• [Required task 1] In the records, take the part that opens with the line containing "[point] every instance of the stack" and runs to the end of the records. Rewrite those lines as a JSON list of strings, one string per line, leaving out blank lines.

President Sarkozy created the French Council for the Muslim Religion (CFCM) when he was interior minister to bring together the rival currents in French Islam and give an official voice to the country's second largest faith. Charged with hands-on duties -- organising the pilgrimage to Mecca, appointing prison chaplains -- it was also intended to discourage what Sarkozy called the "Islam of basements and garages", sever French Islam from foreign influences and keep tabs on Islamic fundamentalists by including them.

But five years on, its track record is "zero", says Olivier Roy, a French specialist on Islam. "It's just not working," he said. "On the training of imams, nothing, on appointing chaplains, nothing. On contributing to public debates, nothing." "We've failed in our mission," admits Chems-eddine Hafiz, lawyer for the Great Mosque of Paris and a board member of the CFCM. "Our work has been crippled by conflict and rivalries between different camps."

Experts point the finger at interference by France's former colonies in north Africa, the original homeland of the overwhelming majority of French Muslims, that prevents the different communities from working together. "This is a conflict between Morocco and Algeria for the control of France's Muslims," Roy said.

But according to Abdelwahab Meddeb, a Tunisian-born poet and Islamic scholar, the council's troubles also reflect the wider battle gripping the Muslim world, "between traditional Islam, official or state brands of Islam, and Islam as a militant ideology -- i.e. Islamism." He believes the Paris mosque -- though it will not say it outright -- fears losing ground to the radical Union of Islamic Organisations in France (UOIF), the third major force in the CFCM with 10 of the board's 43 seats.

• [Data for this task]
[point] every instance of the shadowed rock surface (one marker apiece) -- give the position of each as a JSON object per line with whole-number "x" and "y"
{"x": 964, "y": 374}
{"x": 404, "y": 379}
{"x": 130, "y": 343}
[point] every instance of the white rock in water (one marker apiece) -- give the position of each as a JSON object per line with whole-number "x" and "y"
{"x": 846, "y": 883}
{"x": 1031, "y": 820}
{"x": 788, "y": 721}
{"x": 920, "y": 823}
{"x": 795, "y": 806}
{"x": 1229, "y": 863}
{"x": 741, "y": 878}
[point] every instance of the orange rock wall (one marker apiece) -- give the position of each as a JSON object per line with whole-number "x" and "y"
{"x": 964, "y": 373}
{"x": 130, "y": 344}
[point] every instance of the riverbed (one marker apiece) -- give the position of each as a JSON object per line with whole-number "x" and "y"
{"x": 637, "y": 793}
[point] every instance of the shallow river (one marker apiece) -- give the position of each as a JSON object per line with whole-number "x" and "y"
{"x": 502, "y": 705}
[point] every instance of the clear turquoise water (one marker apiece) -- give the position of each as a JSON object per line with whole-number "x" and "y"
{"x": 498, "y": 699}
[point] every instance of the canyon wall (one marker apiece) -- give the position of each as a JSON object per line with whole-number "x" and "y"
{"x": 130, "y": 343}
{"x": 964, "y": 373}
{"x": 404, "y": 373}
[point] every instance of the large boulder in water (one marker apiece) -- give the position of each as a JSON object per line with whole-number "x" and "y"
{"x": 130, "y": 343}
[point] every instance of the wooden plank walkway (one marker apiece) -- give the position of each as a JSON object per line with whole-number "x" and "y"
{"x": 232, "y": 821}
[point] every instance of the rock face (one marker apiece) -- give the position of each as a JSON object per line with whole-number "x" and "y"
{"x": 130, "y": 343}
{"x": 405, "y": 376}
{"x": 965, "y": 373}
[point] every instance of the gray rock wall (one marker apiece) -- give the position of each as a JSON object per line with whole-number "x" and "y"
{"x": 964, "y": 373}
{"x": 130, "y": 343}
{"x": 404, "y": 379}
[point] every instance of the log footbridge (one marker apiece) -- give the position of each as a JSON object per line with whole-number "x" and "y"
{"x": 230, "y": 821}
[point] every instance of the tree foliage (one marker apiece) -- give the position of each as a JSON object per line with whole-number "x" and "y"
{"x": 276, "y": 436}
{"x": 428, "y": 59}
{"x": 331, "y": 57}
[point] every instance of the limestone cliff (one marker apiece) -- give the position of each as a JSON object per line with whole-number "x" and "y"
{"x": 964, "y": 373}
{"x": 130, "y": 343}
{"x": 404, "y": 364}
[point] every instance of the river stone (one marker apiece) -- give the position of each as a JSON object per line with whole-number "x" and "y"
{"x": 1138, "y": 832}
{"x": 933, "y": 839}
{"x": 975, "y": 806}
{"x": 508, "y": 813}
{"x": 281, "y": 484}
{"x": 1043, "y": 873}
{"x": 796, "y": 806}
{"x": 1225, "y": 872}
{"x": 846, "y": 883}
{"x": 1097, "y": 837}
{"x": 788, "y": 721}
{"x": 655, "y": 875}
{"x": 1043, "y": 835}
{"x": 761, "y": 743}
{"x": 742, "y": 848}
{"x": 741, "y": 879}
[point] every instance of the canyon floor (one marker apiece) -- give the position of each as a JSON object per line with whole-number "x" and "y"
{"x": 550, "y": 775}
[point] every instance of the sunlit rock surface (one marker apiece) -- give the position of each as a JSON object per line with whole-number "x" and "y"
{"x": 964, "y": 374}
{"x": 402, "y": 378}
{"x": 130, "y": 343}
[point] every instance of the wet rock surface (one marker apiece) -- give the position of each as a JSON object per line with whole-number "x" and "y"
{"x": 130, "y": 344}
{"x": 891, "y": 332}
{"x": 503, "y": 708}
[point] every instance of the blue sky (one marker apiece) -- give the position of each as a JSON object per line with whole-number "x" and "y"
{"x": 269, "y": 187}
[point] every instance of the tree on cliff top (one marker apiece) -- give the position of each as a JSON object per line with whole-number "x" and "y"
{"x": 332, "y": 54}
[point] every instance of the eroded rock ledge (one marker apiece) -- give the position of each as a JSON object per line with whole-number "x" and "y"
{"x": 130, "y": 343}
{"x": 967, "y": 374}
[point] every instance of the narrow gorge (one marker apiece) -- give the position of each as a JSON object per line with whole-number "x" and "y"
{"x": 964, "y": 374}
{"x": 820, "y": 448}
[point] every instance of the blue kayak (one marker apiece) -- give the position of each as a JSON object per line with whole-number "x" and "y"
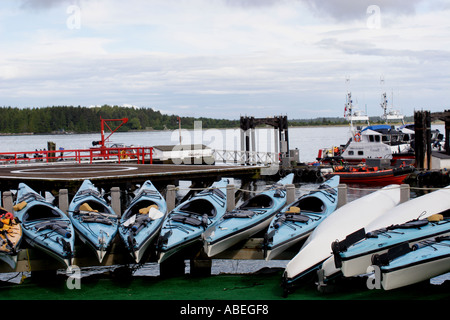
{"x": 44, "y": 225}
{"x": 407, "y": 264}
{"x": 185, "y": 224}
{"x": 142, "y": 220}
{"x": 353, "y": 254}
{"x": 299, "y": 219}
{"x": 246, "y": 220}
{"x": 94, "y": 220}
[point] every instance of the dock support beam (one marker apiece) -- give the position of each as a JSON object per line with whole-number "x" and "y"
{"x": 231, "y": 199}
{"x": 115, "y": 200}
{"x": 290, "y": 193}
{"x": 171, "y": 194}
{"x": 404, "y": 193}
{"x": 342, "y": 195}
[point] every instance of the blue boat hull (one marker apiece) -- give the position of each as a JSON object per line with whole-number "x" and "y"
{"x": 97, "y": 229}
{"x": 286, "y": 230}
{"x": 422, "y": 261}
{"x": 185, "y": 224}
{"x": 44, "y": 225}
{"x": 139, "y": 228}
{"x": 249, "y": 218}
{"x": 357, "y": 258}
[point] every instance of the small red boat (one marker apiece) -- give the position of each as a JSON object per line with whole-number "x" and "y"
{"x": 371, "y": 175}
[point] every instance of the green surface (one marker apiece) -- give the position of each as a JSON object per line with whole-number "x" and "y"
{"x": 217, "y": 287}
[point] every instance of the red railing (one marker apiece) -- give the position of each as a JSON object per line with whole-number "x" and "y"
{"x": 139, "y": 154}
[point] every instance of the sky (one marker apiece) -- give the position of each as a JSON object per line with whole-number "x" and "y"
{"x": 227, "y": 58}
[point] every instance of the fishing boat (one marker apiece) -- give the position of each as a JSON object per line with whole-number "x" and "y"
{"x": 298, "y": 220}
{"x": 411, "y": 221}
{"x": 142, "y": 220}
{"x": 184, "y": 225}
{"x": 345, "y": 220}
{"x": 246, "y": 220}
{"x": 94, "y": 220}
{"x": 10, "y": 237}
{"x": 44, "y": 225}
{"x": 405, "y": 264}
{"x": 363, "y": 174}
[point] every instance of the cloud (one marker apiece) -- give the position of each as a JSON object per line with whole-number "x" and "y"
{"x": 45, "y": 4}
{"x": 344, "y": 10}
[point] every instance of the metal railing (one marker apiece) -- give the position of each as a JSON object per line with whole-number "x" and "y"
{"x": 138, "y": 154}
{"x": 246, "y": 157}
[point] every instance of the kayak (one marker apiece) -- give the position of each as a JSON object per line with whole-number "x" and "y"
{"x": 408, "y": 221}
{"x": 142, "y": 220}
{"x": 10, "y": 236}
{"x": 345, "y": 220}
{"x": 246, "y": 220}
{"x": 44, "y": 225}
{"x": 184, "y": 225}
{"x": 298, "y": 220}
{"x": 94, "y": 220}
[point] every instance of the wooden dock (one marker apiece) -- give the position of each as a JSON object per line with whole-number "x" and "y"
{"x": 59, "y": 175}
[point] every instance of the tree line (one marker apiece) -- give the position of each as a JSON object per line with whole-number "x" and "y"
{"x": 63, "y": 119}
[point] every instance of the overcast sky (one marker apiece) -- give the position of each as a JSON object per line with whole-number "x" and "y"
{"x": 226, "y": 58}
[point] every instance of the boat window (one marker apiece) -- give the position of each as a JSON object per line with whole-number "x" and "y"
{"x": 40, "y": 212}
{"x": 258, "y": 201}
{"x": 200, "y": 207}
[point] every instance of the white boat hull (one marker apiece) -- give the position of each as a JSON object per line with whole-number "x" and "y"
{"x": 273, "y": 253}
{"x": 423, "y": 207}
{"x": 414, "y": 274}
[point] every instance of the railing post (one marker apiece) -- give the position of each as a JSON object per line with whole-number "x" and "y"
{"x": 63, "y": 200}
{"x": 231, "y": 200}
{"x": 404, "y": 193}
{"x": 290, "y": 193}
{"x": 115, "y": 200}
{"x": 170, "y": 197}
{"x": 7, "y": 201}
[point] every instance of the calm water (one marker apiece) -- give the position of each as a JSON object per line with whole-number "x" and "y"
{"x": 307, "y": 139}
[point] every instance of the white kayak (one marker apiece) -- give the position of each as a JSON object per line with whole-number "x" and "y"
{"x": 357, "y": 262}
{"x": 345, "y": 220}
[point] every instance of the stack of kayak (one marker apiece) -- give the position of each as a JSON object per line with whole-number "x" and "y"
{"x": 93, "y": 218}
{"x": 184, "y": 225}
{"x": 299, "y": 219}
{"x": 345, "y": 220}
{"x": 44, "y": 225}
{"x": 142, "y": 220}
{"x": 248, "y": 219}
{"x": 405, "y": 228}
{"x": 10, "y": 237}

• [Required task 2] Extend the article on the French Council for the Muslim Religion, picking up after its last sentence.

• [Final answer 1]
[
  "[point] every instance of the stack of kayak (one marker apiece) -- give the position of each as a JSON object per line with whole-number \"x\" and \"y\"",
  "{\"x\": 93, \"y\": 218}",
  "{\"x\": 184, \"y\": 225}",
  "{\"x\": 299, \"y\": 219}",
  "{\"x\": 345, \"y\": 220}",
  "{\"x\": 44, \"y\": 225}",
  "{\"x\": 142, \"y\": 220}",
  "{\"x\": 248, \"y\": 219}",
  "{\"x\": 405, \"y\": 228}",
  "{\"x\": 10, \"y\": 237}"
]

• [Final answer 2]
More than 100,000 people are expected this week near Paris for the annual congress of the UOIF, considered part of the global Muslim Brotherhood movement which seeks to introduce elements of Islamic law by political means. "The fact the UOIF is so present in the council gives it a very powerful and dangerous means of applying pressure," Meddeb argues. "It gave them an extraordinary amplifier." Hafiz admits that "of course" the growing influence of radical Islam is a problem for the Paris mosque, which promotes a traditional, republican view of Islam, in sync with secular French values. "But there are some issues on which you need to be diplomatic," he said.

For Meddeb, "the Paris mosque doesn't know where it stands, just like the whole of traditional Islam. They are are petrified, they don't dare confront Islamism." Intelligence reports suggest only a few dozen French mosques are under the influence of hardline radicals, but Meddeb says it is a "fact" that many more mosques are warming to the UOIF's tougher brand of Islam. Meddeb also believes the council is missing a key component: "secular" Muslims who believe in a clear separation between religion and politics and who are thought to make up the vast majority of France's Muslims.

The French interior ministry this week repeated its "attachment to the longevity of the CFCM" and called on "all trends" to take part in next month's election, but several commentators suggested the CFCM was on the verge of collapse. "It wouldn't be a bad thing if it did," Meddeb said. "The whole structure is lop-sided, it was a rush job. I see no other solution but to start all over again."
Posted by:ryuge

#4  Pity.
And they were such nice Pan-Islamists
Posted by: bigjim-ky   2008-05-09 18:14  

#3  A useful experiment that won't now need to be repeated.
Posted by: trailing wife   2008-05-09 11:34  

#2  Muslim, Not Muslim Enough, Too Muslim.
Let's mix them all together and see what happens...
Posted by: tu3031   2008-05-09 11:20  

#1  :: holding up a handful of springs ::

These fell out of my surprise meter a while back and it hasn't worked since...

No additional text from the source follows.